What is required: Give again, word for word, only the lines from the one containing "Would you mind marking the blue" through the final line.

Supplied material:
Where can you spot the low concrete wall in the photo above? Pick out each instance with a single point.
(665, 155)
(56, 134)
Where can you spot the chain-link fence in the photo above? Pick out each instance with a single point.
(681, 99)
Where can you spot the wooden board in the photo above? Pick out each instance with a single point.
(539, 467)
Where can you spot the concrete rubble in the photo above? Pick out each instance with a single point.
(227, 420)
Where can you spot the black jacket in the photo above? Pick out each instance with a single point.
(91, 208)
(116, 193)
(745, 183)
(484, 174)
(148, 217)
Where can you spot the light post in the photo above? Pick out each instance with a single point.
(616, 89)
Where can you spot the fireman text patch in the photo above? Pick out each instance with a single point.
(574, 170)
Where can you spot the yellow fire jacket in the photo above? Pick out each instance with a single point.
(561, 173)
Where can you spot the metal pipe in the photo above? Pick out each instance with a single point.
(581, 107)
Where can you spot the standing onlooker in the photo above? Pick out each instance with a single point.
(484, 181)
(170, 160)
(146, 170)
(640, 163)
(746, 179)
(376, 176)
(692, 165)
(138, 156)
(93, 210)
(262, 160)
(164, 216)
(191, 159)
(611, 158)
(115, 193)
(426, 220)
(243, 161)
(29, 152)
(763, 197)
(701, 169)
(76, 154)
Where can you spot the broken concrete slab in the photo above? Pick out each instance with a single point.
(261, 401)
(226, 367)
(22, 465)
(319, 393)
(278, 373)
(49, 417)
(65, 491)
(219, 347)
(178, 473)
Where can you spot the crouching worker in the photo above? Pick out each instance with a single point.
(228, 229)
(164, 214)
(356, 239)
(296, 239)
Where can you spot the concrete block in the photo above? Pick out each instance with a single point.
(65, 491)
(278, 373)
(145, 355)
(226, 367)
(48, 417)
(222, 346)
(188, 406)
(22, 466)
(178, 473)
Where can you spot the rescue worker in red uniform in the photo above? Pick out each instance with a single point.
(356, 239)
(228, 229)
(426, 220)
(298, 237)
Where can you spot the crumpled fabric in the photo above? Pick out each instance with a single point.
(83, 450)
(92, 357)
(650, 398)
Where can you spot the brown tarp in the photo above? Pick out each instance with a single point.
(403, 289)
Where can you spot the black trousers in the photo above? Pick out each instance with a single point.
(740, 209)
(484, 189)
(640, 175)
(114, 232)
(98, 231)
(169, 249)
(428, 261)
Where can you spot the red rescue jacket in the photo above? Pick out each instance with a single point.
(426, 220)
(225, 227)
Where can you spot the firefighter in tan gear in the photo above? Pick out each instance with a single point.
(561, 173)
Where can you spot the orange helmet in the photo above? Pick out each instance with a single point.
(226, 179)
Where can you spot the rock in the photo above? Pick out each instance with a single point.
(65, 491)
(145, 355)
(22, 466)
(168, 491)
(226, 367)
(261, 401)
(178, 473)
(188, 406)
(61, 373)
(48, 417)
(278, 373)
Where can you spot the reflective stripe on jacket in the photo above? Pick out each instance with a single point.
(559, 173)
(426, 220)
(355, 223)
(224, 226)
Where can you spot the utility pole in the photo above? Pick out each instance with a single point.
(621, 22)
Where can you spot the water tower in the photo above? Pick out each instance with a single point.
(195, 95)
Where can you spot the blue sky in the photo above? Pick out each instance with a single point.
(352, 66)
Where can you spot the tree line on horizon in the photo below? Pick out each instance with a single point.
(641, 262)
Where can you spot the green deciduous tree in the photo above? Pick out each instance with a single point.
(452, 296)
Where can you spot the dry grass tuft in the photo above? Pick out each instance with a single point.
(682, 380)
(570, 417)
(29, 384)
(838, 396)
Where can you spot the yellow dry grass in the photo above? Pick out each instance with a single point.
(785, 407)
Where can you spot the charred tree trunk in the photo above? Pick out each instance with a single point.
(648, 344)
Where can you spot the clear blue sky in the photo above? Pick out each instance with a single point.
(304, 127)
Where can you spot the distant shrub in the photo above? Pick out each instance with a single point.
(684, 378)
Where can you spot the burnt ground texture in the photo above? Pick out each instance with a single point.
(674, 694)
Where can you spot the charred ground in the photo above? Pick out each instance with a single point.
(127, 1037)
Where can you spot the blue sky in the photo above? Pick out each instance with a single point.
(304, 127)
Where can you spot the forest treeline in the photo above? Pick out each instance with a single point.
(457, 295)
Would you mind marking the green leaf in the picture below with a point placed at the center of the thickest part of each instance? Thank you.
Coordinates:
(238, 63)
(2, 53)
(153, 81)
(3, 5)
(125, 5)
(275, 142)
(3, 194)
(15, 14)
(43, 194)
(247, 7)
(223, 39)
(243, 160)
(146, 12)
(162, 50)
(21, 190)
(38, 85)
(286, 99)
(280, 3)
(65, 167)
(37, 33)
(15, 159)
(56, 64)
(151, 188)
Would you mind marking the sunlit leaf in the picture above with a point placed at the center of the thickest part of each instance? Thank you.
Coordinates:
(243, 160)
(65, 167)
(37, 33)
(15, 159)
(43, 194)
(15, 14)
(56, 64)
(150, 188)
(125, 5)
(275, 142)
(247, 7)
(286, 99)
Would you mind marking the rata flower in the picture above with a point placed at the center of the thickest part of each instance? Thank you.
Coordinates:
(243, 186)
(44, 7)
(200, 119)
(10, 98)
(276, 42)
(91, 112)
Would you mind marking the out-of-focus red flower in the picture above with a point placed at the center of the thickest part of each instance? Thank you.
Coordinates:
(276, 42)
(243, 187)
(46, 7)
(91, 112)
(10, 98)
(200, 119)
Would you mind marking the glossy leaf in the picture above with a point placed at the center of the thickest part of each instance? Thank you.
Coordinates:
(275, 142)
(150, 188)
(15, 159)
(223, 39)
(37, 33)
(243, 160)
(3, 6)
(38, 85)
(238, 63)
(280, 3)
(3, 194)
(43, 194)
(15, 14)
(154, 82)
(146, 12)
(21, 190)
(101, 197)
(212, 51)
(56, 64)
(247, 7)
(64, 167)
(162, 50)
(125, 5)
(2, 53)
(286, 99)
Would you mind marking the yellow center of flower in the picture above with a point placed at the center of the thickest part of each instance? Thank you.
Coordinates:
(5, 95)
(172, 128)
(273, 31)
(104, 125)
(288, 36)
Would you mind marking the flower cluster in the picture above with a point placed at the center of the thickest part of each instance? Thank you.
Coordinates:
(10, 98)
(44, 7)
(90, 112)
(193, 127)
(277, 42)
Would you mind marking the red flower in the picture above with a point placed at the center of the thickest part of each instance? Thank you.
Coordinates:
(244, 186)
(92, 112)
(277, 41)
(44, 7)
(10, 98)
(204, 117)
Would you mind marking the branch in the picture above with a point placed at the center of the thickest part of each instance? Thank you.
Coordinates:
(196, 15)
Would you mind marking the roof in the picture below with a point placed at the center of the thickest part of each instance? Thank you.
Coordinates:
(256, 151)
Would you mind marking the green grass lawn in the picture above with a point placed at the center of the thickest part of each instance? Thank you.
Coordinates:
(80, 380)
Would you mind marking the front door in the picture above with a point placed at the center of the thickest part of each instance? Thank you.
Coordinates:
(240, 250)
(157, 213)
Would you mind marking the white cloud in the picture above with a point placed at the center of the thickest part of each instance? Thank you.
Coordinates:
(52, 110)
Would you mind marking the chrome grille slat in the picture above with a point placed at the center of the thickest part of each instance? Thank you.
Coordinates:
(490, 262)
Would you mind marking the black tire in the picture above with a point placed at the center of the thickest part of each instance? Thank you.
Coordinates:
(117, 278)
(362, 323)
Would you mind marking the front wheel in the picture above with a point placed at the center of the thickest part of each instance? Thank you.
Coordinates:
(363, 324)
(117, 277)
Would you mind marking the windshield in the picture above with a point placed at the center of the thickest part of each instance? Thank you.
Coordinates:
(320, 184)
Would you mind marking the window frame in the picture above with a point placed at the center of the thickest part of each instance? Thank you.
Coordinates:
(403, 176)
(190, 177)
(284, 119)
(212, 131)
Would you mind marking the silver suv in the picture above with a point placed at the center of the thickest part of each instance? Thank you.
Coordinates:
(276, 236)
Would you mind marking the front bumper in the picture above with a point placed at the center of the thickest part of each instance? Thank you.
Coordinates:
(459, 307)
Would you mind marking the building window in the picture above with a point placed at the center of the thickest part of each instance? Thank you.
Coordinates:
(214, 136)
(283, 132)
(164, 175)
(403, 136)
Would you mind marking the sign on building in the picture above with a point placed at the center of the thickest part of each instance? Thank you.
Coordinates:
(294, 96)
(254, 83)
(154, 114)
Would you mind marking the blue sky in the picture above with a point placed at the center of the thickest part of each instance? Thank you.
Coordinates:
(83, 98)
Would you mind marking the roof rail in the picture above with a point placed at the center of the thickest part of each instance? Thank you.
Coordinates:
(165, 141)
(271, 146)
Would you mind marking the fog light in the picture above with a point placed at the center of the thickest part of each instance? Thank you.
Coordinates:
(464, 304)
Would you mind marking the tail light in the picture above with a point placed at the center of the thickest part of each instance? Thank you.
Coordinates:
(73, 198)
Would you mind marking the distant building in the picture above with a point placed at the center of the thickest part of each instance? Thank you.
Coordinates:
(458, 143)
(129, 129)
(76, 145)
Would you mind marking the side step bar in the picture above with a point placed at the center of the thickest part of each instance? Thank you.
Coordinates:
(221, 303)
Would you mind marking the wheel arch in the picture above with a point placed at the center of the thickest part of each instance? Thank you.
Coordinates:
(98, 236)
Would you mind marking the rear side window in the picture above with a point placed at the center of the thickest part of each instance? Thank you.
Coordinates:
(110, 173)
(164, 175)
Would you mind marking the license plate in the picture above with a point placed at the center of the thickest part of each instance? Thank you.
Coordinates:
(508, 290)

The completed task:
Would you mind marking the blue sky in the picture above with a point placed at the center of the thickest part of each instance? Thank you.
Coordinates:
(83, 98)
Would you mind marking the roof rail in the picture above with a point placed at the center of the thickest part of each instance? Thank you.
Coordinates:
(165, 141)
(271, 146)
Would you mind marking the fog light in the picture above with a point placed at the center of the thickest part of each instance? Thank you.
Coordinates:
(464, 304)
Would you mind marking the tail light in the picture above with a point placed at the center of the thickest part of each instance? Thank you.
Coordinates:
(73, 198)
Would you mind marking the distant building in the picture above with a point placed at the center of the thickest part of each instance? Thank you.
Coordinates:
(458, 143)
(129, 129)
(76, 145)
Would you mind marking the side step bar in the picture above with a point placed at the center of the thickest part of each instance? Thank you.
Coordinates:
(221, 303)
Would you mind marking the wheel arch in the picture above with a point placed at the center of the thickest part of each instance? Thank you.
Coordinates:
(98, 236)
Would you mind marking the rear side window in the picture above with a point placed at the center of the thickest part of each instance? Thank you.
Coordinates:
(110, 173)
(164, 175)
Would you mind marking the license plate in the picture above with a point placed at the center of the thickest part of each instance? Thank you.
Coordinates:
(508, 290)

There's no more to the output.